TRECHO DO TEXTO =
Em setembro o IPCC que articula mais de mil cientistas o confirmou; o mesmo fez o Programa do Meio Ambiente da ONU (PNUMA); em seguida o Relatório Internacional do Estado dos Oceanos denunciando o aumento da acidez que por isso absorve menos C02; finalmente em 13 de novembro em Genebra a Organização Meteorológica Mundial. Todos são unânimes em afirmar que não estamos indo ao encontro do aquecimento global: já estamos dentro dele. Se nos inícios da revolução industrial o CO2 era de 280 ppm (parte de um milhão), em 1990 elevou-se a 350 ppm e hoje chegou a 450 ppm. Neste ano noticiou-se que em algumas partes do planeta já se rompeu a barreira dos 2 graus centígrados, o que pode acarretar danos irreversíveis para os seres vivos.
Poucas semanas atrás, a Secretária Executiva da Convenção do Clima da ONU, Christina Figueres, em plena entrevista coletiva, desatou em choro incontido por denunciar que os países quase nada fazem para a adaptação e a mitigação do aquecimento global. Yeb Sano das Filipinas, na 19ª Convenção do Clima em Varsóvia ocorrida entre 11-22 de novembro, chorou diante de representantes de 190 países contando o horror do tufão que dizimou seu pais, atingindo sua própria família. A maioria não pode conter as lágrimas. Mas para muitos eram lágrimas de crocodilo. Os representantes já trazem no bolso as instruções previamente tomadas por seus governos e os grandes dificultam por muitos modos qualquer consenso. Lá estão também os donos do poder no mundo, donos das minas de carvão, muitos acionistas de petrolíferas ou de siderurgias movidas a carvão, as montadoras e outros. Todos querem que as coisas continuem como estão. É o que de pior nos pode acontecer, porque então o caminho para o abismo se torna mais direto e fatal. Por falta de consenso entre os representantes dos povos, desprezando os dados científicos, se entende que as centenas ONGs presentes na 19ª Convenção sobre o clima em Varsóvia abandonaram as discussões e em protesto foram embora.

DADOS DE ORIGEM =
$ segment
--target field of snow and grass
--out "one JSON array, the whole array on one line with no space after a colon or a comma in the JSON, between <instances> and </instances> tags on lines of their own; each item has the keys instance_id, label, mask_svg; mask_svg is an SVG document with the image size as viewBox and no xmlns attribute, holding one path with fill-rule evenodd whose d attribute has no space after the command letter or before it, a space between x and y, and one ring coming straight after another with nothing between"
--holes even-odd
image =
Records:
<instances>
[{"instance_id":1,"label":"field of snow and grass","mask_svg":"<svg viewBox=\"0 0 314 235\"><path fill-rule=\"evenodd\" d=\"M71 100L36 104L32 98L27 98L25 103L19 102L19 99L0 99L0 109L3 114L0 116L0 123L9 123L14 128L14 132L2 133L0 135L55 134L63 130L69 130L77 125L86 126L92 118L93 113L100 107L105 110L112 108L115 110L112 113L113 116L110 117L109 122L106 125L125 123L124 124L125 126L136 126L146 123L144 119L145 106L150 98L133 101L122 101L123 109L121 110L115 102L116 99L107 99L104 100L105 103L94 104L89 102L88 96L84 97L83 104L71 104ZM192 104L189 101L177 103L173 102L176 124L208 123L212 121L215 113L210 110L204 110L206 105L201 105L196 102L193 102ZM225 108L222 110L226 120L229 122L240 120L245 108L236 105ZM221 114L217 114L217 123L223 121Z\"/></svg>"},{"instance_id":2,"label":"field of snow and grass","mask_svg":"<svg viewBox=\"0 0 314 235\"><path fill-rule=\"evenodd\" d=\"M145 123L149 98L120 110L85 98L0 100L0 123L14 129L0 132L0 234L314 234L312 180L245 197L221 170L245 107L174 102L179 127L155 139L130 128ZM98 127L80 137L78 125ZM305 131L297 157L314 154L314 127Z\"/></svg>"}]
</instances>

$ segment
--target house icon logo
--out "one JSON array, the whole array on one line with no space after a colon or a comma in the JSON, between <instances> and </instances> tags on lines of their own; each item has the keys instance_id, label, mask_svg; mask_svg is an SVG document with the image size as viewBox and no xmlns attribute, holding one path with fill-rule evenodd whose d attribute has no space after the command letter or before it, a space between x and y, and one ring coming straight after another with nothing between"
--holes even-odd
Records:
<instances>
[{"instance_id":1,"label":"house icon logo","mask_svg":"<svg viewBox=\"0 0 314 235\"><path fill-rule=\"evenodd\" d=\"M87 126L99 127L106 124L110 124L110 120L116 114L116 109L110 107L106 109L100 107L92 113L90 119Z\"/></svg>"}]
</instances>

O QUE FAZER = Transcreva do texto sobre o aquecimento global o trecho que vai de "Em setembro o" até "os seres vivos.".

RESOLUÇÃO =
Em setembro o IPCC que articula mais de mil cientistas o confirmou; o mesmo fez o Programa do Meio Ambiente da ONU (PNUMA); em seguida o Relatório Internacional do Estado dos Oceanos denunciando o aumento da acidez que por isso absorve menos C02; finalmente em 13 de novembro em Genebra a Organização Meteorológica Mundial. Todos são unânimes em afirmar que não estamos indo ao encontro do aquecimento global: já estamos dentro dele. Se nos inícios da revolução industrial o CO2 era de 280 ppm (parte de um milhão), em 1990 elevou-se a 350 ppm e hoje chegou a 450 ppm. Neste ano noticiou-se que em algumas partes do planeta já se rompeu a barreira dos 2 graus centígrados, o que pode acarretar danos irreversíveis para os seres vivos.